- [Instructions for the task]
Write out exactly the lines from the one containing "Spot the grey" through the last line of the records below, both included, and leave out any pictures.
********
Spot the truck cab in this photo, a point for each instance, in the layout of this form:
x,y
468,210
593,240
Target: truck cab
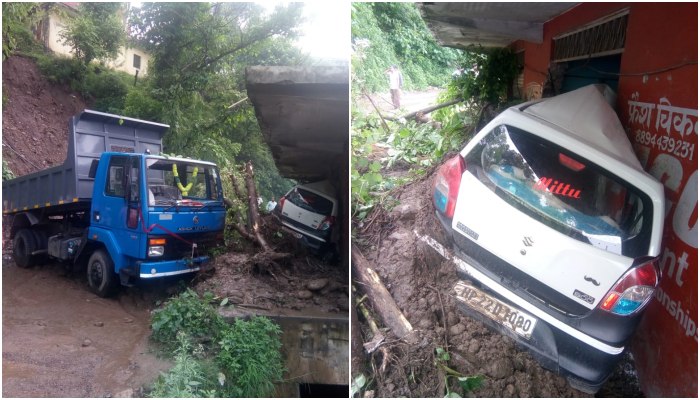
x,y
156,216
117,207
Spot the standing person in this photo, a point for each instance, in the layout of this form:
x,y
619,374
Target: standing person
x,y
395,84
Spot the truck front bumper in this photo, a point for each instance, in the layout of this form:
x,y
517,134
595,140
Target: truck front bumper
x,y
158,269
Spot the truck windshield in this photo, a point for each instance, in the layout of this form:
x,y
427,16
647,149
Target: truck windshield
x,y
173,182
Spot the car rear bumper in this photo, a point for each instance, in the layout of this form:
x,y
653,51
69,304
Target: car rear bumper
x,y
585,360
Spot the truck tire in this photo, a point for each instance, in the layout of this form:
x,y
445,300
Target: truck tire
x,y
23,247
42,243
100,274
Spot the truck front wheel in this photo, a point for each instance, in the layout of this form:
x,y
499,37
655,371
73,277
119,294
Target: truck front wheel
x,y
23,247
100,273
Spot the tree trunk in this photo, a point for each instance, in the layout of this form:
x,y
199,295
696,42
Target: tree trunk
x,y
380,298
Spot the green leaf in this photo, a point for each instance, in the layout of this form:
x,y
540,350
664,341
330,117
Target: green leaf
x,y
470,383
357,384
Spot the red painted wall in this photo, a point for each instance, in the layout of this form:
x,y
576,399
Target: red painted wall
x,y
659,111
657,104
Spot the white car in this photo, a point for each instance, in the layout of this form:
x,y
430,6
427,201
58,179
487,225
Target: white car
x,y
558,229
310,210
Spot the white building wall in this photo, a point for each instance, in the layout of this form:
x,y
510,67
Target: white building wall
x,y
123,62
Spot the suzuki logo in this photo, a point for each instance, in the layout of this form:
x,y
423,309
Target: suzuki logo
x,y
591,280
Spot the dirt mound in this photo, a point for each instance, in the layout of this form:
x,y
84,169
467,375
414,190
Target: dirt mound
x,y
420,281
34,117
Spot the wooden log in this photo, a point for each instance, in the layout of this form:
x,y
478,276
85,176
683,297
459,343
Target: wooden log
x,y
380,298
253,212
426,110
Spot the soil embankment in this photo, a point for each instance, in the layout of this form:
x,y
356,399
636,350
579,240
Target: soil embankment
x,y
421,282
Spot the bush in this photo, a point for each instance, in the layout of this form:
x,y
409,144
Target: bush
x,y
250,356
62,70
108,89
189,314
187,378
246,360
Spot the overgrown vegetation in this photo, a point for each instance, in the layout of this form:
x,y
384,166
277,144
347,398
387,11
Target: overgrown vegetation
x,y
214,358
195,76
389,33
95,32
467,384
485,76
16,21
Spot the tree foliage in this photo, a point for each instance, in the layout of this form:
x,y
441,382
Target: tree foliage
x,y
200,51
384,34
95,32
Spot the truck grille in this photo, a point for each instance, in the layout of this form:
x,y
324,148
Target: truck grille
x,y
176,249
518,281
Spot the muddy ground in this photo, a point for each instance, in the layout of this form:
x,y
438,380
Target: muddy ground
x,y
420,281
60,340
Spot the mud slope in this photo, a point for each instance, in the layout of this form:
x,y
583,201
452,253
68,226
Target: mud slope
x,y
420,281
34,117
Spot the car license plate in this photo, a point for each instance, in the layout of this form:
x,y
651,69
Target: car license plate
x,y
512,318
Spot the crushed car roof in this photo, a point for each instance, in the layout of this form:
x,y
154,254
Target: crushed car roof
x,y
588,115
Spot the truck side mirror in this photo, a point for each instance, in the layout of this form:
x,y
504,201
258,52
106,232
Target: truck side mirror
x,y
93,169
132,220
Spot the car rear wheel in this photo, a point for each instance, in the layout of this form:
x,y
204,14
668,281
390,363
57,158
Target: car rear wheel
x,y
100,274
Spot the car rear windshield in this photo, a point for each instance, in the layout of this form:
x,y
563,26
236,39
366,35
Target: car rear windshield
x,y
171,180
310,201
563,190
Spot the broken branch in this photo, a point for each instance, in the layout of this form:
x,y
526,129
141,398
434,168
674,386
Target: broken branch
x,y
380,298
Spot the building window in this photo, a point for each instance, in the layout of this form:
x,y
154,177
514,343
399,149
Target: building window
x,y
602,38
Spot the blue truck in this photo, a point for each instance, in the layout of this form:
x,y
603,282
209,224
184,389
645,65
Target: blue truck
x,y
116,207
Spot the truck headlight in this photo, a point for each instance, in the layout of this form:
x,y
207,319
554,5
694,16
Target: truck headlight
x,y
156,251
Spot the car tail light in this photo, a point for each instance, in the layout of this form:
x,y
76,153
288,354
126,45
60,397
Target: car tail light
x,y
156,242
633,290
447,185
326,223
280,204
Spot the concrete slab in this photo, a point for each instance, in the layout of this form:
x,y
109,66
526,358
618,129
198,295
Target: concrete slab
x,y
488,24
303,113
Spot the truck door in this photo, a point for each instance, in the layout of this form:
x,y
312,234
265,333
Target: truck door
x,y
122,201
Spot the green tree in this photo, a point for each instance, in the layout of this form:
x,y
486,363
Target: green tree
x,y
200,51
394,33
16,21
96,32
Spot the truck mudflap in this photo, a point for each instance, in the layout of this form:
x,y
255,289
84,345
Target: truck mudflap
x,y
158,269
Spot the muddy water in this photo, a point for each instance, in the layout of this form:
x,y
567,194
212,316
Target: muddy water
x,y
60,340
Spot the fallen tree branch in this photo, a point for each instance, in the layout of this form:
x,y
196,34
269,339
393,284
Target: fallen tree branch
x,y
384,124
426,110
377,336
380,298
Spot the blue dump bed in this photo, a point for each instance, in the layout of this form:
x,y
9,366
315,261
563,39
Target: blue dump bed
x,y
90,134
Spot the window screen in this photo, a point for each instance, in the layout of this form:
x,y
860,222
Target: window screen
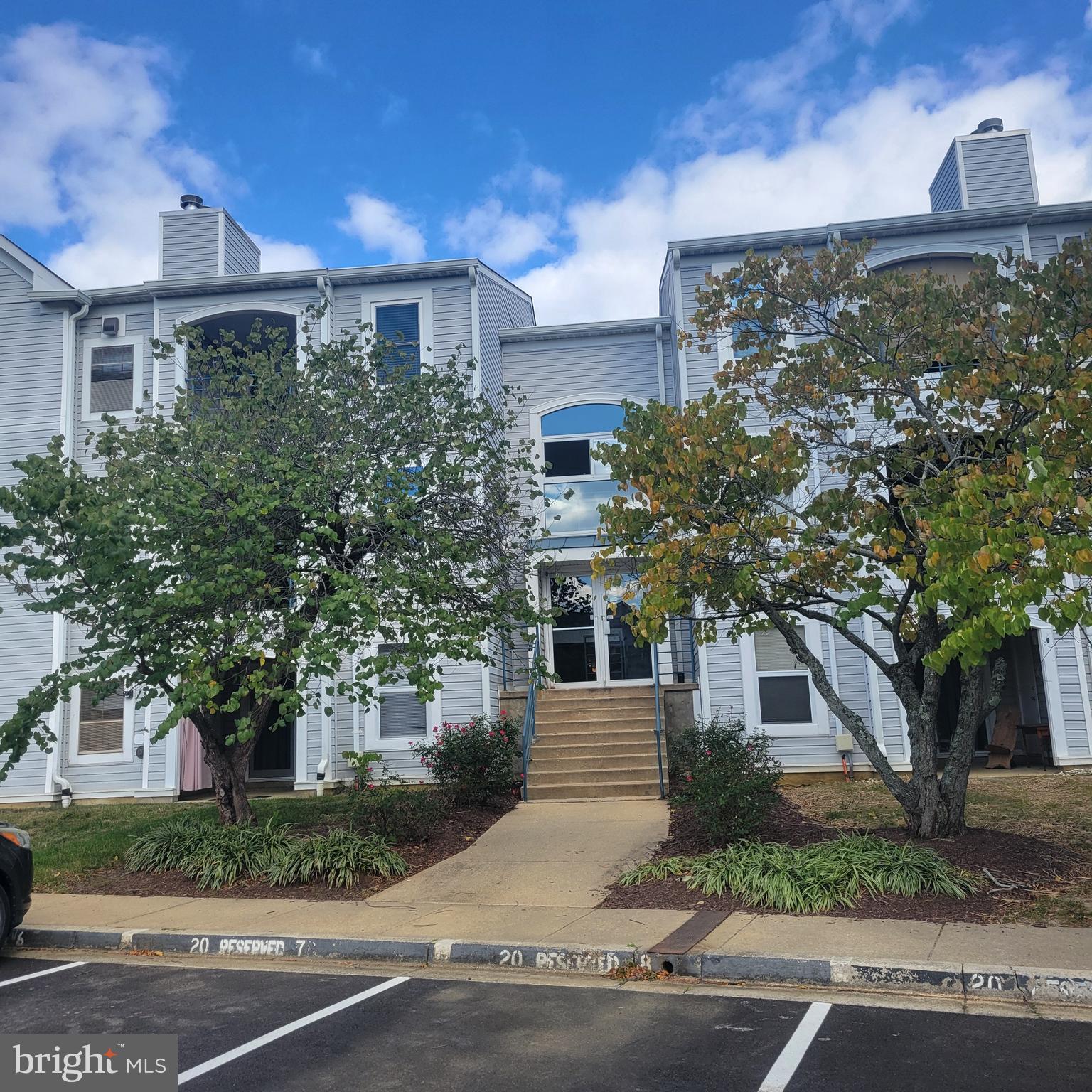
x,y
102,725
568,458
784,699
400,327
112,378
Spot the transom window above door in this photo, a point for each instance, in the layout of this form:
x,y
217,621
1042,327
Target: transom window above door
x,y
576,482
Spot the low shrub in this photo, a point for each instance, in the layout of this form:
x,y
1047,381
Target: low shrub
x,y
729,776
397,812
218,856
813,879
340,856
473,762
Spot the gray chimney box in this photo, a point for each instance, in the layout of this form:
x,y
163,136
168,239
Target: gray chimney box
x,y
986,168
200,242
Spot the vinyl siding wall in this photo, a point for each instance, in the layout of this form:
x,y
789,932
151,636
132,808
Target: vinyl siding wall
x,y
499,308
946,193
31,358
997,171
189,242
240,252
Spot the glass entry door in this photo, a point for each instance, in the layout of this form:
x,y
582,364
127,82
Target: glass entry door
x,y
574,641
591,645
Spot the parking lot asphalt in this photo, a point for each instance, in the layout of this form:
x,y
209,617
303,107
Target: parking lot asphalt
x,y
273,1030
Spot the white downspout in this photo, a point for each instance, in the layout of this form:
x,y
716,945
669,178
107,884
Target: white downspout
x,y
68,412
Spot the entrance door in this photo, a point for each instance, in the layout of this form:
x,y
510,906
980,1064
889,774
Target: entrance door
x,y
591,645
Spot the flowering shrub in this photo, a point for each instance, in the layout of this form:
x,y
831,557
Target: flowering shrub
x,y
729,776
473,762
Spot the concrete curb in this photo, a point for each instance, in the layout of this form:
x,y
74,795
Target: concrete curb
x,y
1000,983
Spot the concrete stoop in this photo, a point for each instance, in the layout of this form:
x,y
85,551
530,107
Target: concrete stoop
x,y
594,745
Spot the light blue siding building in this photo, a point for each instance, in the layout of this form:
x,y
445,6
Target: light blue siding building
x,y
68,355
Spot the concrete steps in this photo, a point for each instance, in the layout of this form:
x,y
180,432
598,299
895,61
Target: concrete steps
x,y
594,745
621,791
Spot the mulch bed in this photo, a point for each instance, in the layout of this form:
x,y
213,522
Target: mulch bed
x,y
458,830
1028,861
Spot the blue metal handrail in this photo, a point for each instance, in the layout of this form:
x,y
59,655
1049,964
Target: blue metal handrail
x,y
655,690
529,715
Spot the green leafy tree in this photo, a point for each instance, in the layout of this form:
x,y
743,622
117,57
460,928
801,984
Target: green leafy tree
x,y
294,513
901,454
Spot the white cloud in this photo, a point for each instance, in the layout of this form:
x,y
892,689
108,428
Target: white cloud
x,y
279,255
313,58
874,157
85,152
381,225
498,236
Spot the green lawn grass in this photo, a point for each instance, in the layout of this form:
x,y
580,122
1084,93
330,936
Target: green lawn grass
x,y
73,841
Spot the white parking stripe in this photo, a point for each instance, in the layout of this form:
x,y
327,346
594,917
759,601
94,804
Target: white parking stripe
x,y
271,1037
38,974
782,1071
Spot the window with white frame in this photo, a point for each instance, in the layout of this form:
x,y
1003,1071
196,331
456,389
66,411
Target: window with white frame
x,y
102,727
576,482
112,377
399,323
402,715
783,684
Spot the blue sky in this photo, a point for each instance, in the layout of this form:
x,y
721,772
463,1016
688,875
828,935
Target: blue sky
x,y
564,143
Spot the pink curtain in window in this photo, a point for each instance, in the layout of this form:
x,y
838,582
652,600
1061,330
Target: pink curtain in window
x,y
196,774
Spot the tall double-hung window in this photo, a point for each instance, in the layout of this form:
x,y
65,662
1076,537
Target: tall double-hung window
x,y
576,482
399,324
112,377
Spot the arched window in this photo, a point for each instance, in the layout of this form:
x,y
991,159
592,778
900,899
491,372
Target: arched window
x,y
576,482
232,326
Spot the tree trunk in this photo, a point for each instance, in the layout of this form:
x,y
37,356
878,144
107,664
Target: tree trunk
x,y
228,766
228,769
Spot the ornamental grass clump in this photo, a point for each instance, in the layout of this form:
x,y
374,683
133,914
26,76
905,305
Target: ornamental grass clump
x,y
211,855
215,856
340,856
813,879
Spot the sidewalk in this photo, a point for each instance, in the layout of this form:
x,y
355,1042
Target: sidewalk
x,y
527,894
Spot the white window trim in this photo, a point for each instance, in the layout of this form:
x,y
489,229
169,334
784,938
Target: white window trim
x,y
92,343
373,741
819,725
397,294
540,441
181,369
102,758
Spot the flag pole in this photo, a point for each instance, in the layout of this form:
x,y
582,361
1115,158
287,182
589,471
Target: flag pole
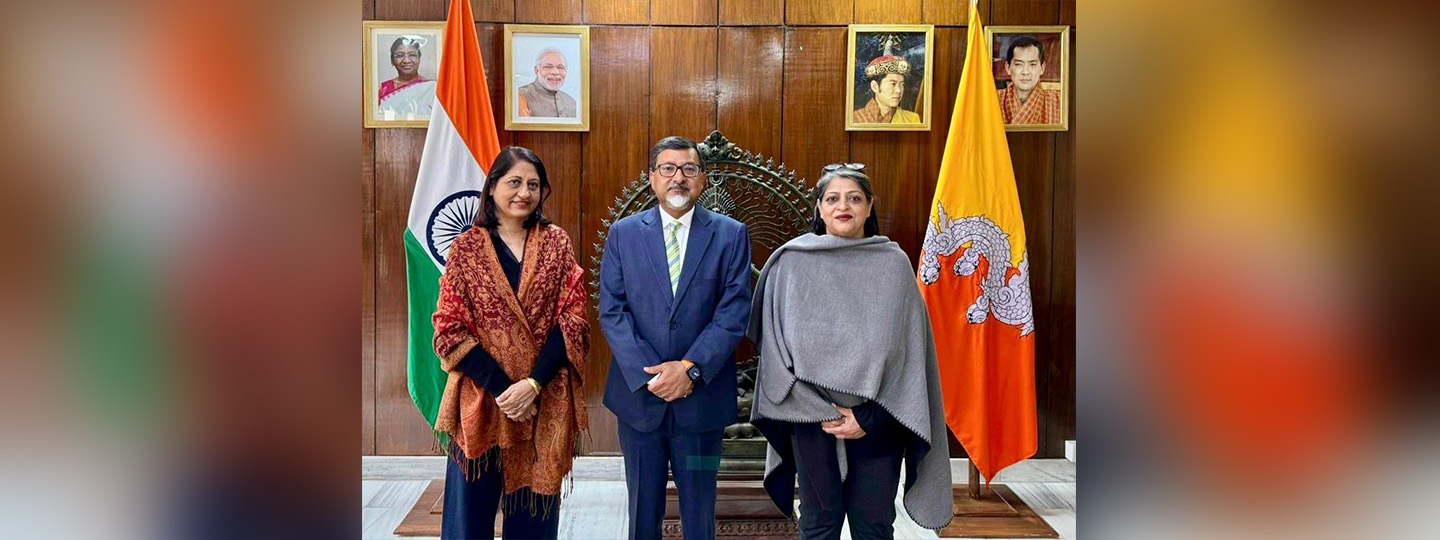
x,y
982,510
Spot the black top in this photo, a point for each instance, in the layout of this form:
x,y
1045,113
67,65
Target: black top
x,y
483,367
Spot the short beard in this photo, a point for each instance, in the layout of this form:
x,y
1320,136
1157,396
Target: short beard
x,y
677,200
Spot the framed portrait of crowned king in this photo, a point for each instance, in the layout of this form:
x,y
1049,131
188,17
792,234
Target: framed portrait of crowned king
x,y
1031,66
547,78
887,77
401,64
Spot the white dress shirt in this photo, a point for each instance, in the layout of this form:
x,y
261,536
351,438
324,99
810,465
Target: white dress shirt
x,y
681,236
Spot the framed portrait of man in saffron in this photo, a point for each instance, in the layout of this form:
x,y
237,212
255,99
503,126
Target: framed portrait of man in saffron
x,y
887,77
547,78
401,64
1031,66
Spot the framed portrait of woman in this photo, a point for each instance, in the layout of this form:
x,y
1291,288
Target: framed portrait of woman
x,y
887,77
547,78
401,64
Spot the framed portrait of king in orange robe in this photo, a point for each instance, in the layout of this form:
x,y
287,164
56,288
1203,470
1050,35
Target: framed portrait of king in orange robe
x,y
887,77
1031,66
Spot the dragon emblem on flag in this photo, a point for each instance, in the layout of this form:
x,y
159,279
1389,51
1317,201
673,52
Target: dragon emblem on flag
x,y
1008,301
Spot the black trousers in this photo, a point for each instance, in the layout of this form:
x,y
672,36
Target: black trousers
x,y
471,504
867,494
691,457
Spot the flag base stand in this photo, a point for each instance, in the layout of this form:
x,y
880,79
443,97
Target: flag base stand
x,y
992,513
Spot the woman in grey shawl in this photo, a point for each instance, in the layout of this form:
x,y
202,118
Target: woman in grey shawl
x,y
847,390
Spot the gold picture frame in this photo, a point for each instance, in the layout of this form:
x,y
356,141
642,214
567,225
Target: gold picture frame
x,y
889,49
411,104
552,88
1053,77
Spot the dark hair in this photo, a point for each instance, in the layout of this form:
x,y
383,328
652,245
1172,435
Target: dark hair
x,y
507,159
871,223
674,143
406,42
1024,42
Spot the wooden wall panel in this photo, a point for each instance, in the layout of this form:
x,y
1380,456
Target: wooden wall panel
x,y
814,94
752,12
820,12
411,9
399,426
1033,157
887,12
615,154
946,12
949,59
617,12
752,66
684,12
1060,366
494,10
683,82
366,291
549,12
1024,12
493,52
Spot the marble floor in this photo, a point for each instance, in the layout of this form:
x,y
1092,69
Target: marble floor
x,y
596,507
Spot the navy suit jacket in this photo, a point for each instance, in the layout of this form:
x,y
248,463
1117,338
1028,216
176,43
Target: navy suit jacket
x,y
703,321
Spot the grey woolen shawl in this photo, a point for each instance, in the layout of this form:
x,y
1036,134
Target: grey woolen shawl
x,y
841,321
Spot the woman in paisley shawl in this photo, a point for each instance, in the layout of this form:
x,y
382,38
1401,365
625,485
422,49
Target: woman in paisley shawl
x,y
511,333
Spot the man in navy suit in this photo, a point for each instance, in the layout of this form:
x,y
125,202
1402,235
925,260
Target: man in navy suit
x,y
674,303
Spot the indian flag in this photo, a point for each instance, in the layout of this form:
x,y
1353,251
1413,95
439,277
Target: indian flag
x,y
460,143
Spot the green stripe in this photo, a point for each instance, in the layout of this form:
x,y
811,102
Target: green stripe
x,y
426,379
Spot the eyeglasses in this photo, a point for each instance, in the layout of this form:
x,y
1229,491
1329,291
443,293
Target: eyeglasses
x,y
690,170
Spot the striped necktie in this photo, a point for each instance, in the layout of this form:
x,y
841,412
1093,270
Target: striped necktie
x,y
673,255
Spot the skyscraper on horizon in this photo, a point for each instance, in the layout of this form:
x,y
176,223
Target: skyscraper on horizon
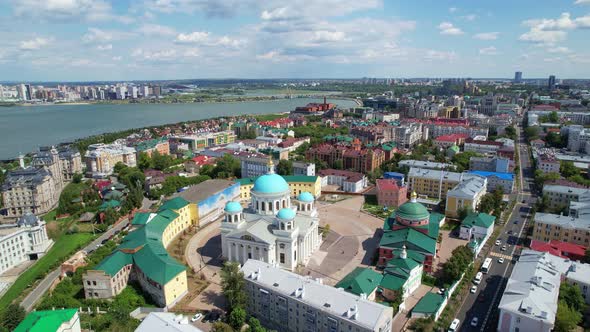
********
- [Solution]
Spot the grey woolen shawl in this photo, a point for each instance, in the layout of this form:
x,y
1036,134
Target: grey woolen shawl
x,y
841,321
Spot the woman in paisley shawl in this photo, a point for each instance, in the layout of this form:
x,y
382,38
1401,365
625,485
422,49
Target: woman in paisley shawl
x,y
511,333
Spot the man in navy suit in this photo, a point for each instance, in the layout of this form:
x,y
125,202
1402,235
925,260
Target: man in navy suit
x,y
674,303
Spot the indian flag in this photo, a point for each instance, in the layout of this form:
x,y
1353,251
1413,95
439,277
Target: indian flag
x,y
460,143
Spot the green stripe in this photo, a point for each instance, in the layout of this form:
x,y
811,102
Target: green stripe
x,y
426,379
Spot the eyeglasses in this photo, a point for each instance, in the layout of this form:
x,y
1229,491
1329,291
443,293
Target: eyeglasses
x,y
690,170
Spot the striped necktie in this photo, a point for each instance, in the layout of this form:
x,y
841,412
1093,270
Target: striped necktie
x,y
673,255
Spot the skyscraper on horizon in this photo, a point for each instance, in the layout of this form:
x,y
176,223
Target: skyscraper on horizon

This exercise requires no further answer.